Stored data
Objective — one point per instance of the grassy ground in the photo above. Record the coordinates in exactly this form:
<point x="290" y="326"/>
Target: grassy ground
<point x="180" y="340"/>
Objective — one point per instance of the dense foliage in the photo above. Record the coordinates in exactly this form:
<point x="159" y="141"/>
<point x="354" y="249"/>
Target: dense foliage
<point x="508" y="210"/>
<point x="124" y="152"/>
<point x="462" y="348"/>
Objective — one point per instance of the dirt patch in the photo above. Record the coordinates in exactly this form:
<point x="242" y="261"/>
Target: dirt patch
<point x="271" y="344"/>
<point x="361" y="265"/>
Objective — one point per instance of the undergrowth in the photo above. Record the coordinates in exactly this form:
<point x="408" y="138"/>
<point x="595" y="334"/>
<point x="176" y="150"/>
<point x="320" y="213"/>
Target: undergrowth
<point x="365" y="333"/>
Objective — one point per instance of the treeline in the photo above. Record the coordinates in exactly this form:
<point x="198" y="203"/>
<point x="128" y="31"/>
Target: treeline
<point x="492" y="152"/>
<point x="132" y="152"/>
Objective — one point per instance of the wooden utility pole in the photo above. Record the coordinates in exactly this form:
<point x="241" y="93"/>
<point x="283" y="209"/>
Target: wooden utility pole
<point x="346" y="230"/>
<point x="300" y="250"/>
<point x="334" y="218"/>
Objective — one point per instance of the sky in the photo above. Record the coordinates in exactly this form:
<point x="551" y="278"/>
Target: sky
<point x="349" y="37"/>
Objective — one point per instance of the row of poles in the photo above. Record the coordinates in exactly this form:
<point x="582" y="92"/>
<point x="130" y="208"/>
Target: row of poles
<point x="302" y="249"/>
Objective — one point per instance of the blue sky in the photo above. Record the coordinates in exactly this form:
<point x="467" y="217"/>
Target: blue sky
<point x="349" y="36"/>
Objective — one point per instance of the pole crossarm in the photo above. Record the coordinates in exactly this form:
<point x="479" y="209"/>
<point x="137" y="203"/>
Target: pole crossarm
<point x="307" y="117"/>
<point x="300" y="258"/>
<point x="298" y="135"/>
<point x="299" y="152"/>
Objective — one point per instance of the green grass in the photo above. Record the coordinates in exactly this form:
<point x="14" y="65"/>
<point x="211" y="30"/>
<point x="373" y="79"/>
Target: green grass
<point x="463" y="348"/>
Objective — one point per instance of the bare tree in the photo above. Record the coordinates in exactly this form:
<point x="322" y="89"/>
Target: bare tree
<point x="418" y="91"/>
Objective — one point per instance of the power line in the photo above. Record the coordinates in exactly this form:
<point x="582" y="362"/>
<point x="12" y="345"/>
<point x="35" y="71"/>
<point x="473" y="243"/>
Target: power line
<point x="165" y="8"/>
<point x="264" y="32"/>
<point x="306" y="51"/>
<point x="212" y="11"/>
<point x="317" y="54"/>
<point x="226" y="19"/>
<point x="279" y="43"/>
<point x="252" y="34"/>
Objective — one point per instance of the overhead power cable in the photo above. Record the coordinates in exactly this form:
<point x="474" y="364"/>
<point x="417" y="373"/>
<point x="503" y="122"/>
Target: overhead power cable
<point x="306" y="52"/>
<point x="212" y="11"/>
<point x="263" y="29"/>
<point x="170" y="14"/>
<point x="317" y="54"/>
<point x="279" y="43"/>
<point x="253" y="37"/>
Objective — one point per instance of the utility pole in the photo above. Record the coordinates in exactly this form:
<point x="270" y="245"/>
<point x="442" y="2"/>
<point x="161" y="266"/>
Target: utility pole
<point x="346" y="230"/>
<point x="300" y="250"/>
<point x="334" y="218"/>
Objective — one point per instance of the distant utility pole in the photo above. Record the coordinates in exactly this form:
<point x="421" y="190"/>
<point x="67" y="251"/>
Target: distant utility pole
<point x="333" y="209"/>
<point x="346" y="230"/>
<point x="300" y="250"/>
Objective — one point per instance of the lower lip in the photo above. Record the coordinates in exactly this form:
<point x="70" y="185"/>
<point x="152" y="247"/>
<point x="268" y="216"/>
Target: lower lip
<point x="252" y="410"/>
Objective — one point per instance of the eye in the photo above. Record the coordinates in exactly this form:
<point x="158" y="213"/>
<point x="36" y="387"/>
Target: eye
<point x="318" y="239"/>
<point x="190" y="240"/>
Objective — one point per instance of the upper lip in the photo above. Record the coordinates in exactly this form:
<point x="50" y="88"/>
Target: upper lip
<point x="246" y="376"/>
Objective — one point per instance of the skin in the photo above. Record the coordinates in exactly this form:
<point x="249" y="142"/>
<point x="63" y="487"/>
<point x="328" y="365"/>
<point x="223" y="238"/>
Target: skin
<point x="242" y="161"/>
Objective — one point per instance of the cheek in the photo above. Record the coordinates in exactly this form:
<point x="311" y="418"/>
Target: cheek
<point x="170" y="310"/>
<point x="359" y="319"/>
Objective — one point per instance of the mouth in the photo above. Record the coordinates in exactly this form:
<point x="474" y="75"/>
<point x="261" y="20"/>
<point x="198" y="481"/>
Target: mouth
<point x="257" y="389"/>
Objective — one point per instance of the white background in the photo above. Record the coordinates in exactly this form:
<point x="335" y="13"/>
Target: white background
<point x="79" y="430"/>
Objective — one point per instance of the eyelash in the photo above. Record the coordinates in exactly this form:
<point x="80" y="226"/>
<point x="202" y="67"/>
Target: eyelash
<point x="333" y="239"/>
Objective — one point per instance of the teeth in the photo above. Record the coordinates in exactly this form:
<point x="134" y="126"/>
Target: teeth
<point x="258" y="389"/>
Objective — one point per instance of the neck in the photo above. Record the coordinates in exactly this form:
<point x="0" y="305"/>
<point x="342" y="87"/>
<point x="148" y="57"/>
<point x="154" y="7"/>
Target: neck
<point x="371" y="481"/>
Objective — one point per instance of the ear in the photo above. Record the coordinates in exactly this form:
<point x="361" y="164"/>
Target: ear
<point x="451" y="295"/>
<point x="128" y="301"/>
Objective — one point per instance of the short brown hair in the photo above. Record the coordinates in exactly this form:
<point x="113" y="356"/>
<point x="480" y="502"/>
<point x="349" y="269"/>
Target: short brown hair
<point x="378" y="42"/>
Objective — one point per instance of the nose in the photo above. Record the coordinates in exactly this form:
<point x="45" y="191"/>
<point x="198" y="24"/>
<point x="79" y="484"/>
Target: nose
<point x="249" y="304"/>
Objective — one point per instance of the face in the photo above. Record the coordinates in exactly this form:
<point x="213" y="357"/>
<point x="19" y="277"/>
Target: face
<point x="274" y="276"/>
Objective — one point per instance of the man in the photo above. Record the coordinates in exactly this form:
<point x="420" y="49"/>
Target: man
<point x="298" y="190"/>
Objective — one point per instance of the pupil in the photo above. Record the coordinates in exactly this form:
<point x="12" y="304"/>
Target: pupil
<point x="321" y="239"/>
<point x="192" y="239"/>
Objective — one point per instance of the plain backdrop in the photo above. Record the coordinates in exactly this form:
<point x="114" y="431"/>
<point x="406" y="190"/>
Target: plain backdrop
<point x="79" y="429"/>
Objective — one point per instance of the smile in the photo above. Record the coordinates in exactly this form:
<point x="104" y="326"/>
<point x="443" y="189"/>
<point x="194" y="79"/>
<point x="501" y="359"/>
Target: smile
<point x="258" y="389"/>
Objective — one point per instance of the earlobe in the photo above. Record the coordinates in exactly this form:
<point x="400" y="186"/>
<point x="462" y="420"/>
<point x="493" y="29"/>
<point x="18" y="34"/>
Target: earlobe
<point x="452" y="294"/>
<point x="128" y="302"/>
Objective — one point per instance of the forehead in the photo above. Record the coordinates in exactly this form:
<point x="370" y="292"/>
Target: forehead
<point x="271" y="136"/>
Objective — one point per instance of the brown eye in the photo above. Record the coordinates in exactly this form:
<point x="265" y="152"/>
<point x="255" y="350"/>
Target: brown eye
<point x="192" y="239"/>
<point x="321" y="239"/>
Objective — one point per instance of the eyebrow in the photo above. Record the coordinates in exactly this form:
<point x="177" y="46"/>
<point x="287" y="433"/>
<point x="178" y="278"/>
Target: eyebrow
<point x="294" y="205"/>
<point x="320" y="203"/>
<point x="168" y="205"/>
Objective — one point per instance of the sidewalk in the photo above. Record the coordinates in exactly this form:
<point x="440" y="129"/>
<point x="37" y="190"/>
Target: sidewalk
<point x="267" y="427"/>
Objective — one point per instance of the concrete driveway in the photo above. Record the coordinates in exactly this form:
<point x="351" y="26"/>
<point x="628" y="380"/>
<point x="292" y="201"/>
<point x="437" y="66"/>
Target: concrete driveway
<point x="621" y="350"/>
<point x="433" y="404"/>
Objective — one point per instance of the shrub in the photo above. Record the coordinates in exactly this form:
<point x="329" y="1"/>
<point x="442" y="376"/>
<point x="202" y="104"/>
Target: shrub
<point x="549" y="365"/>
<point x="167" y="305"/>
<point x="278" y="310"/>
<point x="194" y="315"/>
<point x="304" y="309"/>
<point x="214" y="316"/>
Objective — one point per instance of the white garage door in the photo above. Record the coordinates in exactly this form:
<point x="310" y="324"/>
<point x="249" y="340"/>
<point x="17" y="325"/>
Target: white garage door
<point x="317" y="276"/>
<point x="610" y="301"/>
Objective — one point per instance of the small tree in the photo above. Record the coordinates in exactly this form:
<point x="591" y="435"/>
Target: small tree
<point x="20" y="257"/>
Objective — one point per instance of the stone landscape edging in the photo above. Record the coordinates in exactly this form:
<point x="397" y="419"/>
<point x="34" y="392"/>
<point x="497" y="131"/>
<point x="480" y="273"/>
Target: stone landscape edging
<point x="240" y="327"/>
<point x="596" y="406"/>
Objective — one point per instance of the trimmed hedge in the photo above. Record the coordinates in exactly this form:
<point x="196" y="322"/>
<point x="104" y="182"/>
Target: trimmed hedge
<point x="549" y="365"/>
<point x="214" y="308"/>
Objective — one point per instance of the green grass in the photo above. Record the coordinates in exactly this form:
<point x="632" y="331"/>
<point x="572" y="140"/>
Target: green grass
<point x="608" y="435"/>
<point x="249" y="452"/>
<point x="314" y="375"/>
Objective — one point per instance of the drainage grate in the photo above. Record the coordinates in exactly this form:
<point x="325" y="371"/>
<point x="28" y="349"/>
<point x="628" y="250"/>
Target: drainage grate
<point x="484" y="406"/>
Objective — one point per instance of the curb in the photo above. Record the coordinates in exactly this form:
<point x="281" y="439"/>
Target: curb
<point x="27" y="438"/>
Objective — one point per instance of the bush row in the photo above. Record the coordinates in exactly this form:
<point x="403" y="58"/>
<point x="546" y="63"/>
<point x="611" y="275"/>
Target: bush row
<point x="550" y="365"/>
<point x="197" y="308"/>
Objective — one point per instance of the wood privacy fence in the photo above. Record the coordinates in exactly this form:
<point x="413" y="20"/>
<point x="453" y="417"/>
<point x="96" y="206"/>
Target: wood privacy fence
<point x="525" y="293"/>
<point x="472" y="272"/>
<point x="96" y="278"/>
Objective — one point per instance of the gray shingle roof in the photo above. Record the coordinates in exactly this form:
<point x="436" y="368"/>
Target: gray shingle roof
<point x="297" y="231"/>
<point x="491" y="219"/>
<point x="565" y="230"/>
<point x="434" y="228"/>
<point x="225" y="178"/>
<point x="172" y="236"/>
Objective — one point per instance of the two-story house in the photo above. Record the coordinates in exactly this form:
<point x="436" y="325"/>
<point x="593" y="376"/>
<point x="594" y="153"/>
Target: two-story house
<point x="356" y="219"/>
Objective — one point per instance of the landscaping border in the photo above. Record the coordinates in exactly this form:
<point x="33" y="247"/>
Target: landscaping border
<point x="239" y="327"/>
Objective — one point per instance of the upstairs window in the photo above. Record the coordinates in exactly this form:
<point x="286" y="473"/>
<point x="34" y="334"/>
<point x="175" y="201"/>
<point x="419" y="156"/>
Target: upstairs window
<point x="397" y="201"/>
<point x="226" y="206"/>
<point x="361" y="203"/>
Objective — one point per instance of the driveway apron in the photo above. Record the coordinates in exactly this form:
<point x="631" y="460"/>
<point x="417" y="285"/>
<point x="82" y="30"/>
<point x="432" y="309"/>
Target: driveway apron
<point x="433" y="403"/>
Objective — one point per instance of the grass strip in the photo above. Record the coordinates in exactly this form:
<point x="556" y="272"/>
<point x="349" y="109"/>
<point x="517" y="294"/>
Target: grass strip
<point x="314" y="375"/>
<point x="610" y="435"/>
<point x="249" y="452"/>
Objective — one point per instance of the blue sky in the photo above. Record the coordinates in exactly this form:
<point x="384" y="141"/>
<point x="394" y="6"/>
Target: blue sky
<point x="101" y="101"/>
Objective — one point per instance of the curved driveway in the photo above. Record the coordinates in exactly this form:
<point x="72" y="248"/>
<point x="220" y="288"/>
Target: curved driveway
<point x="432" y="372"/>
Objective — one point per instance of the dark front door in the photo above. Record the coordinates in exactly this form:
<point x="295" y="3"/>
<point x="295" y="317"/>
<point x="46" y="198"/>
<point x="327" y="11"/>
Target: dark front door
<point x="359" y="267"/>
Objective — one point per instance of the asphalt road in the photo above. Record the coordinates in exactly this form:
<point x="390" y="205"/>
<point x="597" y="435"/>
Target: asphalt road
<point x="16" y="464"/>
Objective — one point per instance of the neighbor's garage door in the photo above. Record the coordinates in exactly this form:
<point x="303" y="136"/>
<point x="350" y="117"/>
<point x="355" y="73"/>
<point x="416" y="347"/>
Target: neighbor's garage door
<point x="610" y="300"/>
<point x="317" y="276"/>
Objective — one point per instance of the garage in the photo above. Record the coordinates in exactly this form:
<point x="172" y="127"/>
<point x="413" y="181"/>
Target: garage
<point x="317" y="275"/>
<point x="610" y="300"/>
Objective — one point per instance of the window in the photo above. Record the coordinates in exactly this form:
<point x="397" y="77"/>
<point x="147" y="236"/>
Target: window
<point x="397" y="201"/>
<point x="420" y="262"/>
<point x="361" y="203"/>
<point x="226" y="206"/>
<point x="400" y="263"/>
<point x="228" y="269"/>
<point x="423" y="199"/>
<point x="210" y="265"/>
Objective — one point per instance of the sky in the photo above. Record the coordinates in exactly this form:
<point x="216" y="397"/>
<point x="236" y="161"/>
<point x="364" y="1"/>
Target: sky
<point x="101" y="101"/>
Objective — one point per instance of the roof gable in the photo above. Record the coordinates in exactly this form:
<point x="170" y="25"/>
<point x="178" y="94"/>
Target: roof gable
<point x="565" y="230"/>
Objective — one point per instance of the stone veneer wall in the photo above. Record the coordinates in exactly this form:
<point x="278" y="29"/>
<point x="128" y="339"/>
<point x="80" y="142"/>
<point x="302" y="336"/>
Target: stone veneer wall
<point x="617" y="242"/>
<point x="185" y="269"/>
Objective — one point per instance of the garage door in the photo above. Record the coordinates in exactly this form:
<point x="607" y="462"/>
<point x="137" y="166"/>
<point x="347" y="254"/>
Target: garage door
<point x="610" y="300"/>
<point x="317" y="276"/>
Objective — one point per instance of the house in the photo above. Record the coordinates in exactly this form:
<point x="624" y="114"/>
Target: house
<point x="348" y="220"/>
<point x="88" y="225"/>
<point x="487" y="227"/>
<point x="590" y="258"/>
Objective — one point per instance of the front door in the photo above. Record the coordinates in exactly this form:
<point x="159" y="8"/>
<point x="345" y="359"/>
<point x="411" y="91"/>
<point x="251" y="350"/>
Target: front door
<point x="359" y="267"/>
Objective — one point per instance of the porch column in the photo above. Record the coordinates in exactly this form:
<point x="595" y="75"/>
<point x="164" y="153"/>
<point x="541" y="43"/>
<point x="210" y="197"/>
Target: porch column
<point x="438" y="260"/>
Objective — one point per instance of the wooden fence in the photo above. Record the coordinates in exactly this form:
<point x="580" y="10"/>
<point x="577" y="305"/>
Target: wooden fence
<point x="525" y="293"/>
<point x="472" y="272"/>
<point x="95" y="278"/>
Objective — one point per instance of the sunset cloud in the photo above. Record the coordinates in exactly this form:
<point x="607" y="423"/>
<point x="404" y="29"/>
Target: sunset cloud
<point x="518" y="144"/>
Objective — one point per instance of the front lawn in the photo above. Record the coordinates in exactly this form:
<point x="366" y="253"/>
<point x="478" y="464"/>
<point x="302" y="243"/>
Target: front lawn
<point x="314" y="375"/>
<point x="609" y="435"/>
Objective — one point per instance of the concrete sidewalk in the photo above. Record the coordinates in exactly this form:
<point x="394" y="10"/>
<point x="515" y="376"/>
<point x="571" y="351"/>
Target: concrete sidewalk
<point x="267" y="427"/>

# REQUEST
Retype the listing verbatim, starting at the line containing "Objective — one point per instance of the porch" and continuing through the final line of the listing, both ends included.

# REPLY
Objective — one point per instance of the porch column in the photo above. Record the coordinates in exactly this form:
<point x="595" y="75"/>
<point x="164" y="153"/>
<point x="541" y="43"/>
<point x="210" y="197"/>
Target: porch column
<point x="438" y="260"/>
Objective — one point per instance of the wooden fence in the photo above. Record the coordinates in exactly this form:
<point x="580" y="10"/>
<point x="577" y="305"/>
Target: wooden fence
<point x="525" y="293"/>
<point x="472" y="272"/>
<point x="95" y="278"/>
Objective — one point per instance of the sunset cloud in the photo above. Record the coordinates in exactly this form:
<point x="607" y="423"/>
<point x="404" y="29"/>
Target: sunset cloud
<point x="518" y="144"/>
Objective — one point per instance of the front lawn in the photo above. Record the coordinates in exactly this form:
<point x="366" y="253"/>
<point x="478" y="464"/>
<point x="302" y="243"/>
Target: front lawn
<point x="314" y="375"/>
<point x="609" y="435"/>
Objective — one point per instance of the concrete sidewalk in the photo above. Record the coordinates in exactly this form:
<point x="394" y="10"/>
<point x="515" y="376"/>
<point x="571" y="351"/>
Target: concrete sidewalk
<point x="267" y="427"/>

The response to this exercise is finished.